* _TASK STATEMENT_
There is one span to output from the data below: the lines starting at the line with "Target: wooden chair frame" and ending at the line with "Place one point per instance of the red". Output it exactly, ends included, nothing more.

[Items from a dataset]
▼▼▼
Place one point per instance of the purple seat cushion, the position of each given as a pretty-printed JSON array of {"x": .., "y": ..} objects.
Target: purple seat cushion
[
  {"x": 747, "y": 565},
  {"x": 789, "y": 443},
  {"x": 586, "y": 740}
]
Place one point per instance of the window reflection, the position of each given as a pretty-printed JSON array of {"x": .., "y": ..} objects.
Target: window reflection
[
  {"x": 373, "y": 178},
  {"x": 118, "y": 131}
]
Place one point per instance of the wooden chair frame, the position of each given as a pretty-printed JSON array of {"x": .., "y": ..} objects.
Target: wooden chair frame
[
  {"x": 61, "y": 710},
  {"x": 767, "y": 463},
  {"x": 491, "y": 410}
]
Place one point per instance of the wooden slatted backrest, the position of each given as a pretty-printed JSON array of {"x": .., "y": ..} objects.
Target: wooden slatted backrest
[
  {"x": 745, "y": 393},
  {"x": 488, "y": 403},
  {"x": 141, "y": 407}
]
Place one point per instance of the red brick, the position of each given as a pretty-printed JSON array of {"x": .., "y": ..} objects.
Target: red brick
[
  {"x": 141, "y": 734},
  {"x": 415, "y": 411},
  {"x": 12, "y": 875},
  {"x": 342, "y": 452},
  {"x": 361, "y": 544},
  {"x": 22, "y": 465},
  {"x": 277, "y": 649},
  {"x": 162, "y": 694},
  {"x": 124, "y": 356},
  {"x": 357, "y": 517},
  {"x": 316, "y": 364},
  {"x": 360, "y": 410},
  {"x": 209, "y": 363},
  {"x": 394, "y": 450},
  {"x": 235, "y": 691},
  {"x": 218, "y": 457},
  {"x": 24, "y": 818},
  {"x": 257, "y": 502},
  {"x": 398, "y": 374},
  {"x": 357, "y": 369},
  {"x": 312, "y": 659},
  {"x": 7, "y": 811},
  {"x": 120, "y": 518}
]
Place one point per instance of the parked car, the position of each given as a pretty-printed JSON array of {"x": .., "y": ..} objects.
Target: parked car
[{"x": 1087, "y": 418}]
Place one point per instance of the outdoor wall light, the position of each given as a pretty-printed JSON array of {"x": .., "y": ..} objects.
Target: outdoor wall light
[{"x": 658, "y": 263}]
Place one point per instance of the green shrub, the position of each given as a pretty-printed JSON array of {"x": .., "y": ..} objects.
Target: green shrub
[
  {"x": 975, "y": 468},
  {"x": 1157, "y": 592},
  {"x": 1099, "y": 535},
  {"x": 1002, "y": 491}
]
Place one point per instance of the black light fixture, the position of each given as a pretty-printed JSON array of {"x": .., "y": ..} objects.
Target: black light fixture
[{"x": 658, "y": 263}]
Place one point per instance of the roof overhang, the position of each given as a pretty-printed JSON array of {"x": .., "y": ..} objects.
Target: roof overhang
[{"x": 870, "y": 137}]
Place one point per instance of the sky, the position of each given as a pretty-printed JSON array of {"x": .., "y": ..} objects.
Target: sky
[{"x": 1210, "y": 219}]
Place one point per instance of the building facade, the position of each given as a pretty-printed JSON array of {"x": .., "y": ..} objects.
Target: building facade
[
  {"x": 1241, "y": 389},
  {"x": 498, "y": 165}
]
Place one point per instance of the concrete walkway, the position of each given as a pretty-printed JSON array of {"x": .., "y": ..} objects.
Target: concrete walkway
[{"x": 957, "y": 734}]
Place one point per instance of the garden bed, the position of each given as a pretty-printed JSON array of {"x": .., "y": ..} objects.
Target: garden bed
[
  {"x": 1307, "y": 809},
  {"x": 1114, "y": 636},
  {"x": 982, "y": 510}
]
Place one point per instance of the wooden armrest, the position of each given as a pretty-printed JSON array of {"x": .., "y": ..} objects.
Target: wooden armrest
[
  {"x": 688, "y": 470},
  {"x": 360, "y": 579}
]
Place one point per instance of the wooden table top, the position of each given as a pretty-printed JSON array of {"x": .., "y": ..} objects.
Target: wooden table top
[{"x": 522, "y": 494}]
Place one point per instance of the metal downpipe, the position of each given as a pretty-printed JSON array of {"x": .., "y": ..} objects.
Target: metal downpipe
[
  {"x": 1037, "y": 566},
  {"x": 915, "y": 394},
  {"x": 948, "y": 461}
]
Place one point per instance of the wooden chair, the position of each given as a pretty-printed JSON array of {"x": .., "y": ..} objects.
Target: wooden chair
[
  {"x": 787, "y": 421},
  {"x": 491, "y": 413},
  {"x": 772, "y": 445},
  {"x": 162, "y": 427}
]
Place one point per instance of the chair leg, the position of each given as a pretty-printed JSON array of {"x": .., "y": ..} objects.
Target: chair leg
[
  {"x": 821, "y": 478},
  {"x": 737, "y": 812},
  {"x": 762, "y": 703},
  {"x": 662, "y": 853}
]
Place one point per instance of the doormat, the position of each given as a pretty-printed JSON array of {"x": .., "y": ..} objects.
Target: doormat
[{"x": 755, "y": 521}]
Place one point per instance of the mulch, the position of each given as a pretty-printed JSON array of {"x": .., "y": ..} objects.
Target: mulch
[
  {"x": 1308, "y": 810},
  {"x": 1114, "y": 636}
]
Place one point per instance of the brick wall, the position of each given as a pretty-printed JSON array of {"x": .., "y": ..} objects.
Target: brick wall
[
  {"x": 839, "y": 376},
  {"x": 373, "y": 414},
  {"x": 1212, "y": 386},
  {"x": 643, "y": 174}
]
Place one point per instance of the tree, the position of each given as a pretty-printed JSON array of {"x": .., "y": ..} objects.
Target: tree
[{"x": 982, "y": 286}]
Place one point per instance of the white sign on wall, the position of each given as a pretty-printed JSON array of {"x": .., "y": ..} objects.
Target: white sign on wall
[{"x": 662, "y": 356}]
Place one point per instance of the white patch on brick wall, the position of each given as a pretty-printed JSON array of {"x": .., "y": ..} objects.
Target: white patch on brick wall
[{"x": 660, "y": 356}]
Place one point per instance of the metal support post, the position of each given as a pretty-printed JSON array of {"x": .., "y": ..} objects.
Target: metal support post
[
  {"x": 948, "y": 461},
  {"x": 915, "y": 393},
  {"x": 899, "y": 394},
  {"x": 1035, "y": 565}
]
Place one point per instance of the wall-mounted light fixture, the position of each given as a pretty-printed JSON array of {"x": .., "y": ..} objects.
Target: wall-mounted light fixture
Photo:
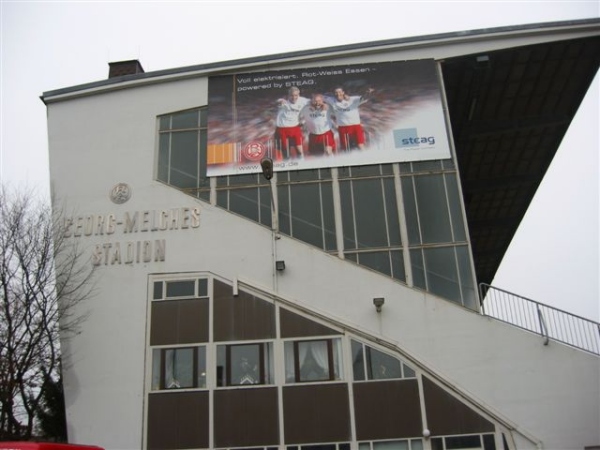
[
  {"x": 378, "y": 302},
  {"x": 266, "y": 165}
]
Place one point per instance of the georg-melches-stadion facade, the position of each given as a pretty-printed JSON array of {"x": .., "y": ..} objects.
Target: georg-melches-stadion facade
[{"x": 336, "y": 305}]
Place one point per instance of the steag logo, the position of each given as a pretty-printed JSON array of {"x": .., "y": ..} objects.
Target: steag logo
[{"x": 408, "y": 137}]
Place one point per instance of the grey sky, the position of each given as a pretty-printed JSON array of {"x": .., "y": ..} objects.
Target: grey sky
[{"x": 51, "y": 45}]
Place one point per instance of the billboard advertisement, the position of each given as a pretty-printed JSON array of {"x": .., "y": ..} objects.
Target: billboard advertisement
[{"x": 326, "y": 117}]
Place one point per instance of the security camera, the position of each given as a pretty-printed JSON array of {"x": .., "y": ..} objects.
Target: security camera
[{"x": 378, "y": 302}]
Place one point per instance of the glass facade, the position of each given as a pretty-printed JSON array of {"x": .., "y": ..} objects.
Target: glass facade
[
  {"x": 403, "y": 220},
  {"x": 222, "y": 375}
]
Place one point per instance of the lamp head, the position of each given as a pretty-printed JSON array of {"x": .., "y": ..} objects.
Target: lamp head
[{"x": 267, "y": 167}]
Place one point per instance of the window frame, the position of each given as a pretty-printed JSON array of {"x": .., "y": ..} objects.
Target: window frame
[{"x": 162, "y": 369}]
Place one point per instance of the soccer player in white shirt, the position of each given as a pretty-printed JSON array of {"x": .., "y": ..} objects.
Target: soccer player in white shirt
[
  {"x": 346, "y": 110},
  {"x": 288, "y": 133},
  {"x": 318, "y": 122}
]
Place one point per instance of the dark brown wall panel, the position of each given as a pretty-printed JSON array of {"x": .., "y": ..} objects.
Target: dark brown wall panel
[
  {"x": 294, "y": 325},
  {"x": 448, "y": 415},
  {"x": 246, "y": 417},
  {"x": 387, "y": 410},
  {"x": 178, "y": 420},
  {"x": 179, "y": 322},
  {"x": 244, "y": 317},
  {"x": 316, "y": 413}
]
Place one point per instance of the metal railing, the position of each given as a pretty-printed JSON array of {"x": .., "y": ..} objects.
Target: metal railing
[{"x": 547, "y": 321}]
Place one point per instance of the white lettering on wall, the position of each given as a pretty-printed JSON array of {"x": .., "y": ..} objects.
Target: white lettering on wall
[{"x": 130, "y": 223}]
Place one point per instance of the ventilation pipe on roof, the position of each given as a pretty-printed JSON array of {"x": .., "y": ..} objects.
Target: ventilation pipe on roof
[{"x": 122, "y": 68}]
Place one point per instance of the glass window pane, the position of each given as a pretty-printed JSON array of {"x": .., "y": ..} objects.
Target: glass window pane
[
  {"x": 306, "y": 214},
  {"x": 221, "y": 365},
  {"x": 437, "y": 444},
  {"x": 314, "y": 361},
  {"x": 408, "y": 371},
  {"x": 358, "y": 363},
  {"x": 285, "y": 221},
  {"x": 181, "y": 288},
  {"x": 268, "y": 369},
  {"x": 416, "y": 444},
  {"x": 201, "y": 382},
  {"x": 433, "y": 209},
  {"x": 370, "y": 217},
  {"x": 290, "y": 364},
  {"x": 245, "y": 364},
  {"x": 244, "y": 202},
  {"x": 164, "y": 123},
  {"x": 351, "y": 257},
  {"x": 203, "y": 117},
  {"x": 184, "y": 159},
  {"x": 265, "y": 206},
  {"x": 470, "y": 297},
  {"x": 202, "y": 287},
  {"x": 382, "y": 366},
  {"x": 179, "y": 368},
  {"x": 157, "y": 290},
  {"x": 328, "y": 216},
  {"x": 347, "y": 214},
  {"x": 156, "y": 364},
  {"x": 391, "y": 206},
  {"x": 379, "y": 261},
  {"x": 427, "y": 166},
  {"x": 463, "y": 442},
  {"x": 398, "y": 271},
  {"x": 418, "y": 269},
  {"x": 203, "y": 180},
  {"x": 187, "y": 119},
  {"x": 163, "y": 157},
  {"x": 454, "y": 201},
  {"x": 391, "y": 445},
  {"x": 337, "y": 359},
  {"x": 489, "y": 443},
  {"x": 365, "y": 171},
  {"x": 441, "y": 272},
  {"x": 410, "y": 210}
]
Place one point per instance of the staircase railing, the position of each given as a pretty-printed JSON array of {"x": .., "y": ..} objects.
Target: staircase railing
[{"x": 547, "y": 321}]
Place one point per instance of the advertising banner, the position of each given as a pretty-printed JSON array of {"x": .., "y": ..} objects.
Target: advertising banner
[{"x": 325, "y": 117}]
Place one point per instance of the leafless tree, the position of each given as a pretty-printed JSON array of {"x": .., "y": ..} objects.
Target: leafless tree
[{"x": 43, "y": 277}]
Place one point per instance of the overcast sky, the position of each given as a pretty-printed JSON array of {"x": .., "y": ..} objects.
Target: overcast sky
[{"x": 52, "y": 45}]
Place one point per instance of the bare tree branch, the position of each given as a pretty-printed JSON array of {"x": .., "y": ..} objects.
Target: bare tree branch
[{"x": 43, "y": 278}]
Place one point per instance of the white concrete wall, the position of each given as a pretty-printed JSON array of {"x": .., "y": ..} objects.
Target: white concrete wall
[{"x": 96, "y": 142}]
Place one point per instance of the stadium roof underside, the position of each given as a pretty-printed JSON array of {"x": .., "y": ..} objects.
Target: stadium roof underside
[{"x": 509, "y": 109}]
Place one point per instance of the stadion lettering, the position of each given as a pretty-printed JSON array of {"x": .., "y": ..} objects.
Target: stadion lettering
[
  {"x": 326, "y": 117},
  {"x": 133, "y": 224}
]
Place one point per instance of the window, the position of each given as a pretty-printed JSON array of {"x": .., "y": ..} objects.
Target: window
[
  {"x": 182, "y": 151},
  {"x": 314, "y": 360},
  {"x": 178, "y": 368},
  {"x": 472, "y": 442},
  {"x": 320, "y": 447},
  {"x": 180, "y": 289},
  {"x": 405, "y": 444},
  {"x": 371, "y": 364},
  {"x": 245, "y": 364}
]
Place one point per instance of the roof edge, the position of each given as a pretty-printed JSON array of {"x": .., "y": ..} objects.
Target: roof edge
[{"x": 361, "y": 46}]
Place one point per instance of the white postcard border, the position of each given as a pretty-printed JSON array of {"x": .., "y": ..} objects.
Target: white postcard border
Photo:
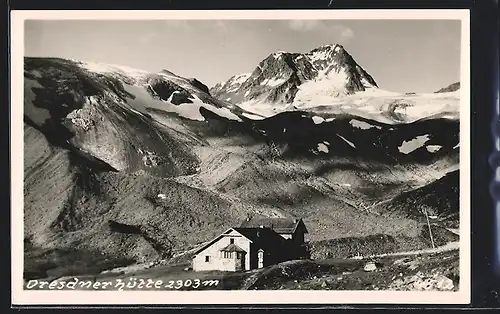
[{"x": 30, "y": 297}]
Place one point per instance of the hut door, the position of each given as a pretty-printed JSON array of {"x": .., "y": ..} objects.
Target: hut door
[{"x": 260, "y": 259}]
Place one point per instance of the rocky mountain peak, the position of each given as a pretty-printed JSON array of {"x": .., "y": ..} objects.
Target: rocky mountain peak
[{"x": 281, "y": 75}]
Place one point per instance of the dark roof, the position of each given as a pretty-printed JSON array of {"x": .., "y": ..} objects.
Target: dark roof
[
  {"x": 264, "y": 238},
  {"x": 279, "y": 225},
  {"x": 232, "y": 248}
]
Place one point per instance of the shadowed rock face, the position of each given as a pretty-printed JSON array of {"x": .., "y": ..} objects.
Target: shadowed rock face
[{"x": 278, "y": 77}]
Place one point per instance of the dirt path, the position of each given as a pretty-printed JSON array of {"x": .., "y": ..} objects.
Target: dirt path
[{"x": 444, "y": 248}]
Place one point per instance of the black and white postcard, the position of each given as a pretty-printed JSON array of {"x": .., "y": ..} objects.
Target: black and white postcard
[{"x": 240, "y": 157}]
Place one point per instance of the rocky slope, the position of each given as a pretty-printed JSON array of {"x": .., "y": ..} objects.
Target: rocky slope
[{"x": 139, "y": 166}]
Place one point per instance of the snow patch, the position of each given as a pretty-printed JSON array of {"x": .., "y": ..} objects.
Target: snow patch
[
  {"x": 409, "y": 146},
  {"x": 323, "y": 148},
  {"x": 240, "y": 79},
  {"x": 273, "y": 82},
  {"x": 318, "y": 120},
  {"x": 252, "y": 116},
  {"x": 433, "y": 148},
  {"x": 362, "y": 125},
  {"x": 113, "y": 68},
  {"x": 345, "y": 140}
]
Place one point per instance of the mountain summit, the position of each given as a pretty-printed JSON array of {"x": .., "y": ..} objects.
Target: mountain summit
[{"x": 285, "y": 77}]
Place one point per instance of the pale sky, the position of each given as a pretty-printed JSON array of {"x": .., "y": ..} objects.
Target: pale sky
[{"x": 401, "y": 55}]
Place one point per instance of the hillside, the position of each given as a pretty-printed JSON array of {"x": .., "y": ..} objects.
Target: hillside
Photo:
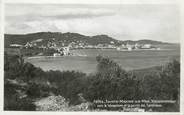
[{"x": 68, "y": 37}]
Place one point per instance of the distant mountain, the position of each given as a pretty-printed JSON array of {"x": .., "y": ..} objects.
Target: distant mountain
▲▲▲
* _SOLUTION_
Target: wooden chair frame
[
  {"x": 61, "y": 710},
  {"x": 767, "y": 463},
  {"x": 491, "y": 410}
]
Place one point per instance of the wooden slatted backrest, the position of each given as a pretty-printed JSON array of {"x": .., "y": ..} objects.
Target: wooden slatted backrest
[
  {"x": 745, "y": 393},
  {"x": 488, "y": 403},
  {"x": 141, "y": 407}
]
Place one point per instance of the red brick, the position of each given as a pretty-printed JSON array of {"x": .., "y": ..} objects.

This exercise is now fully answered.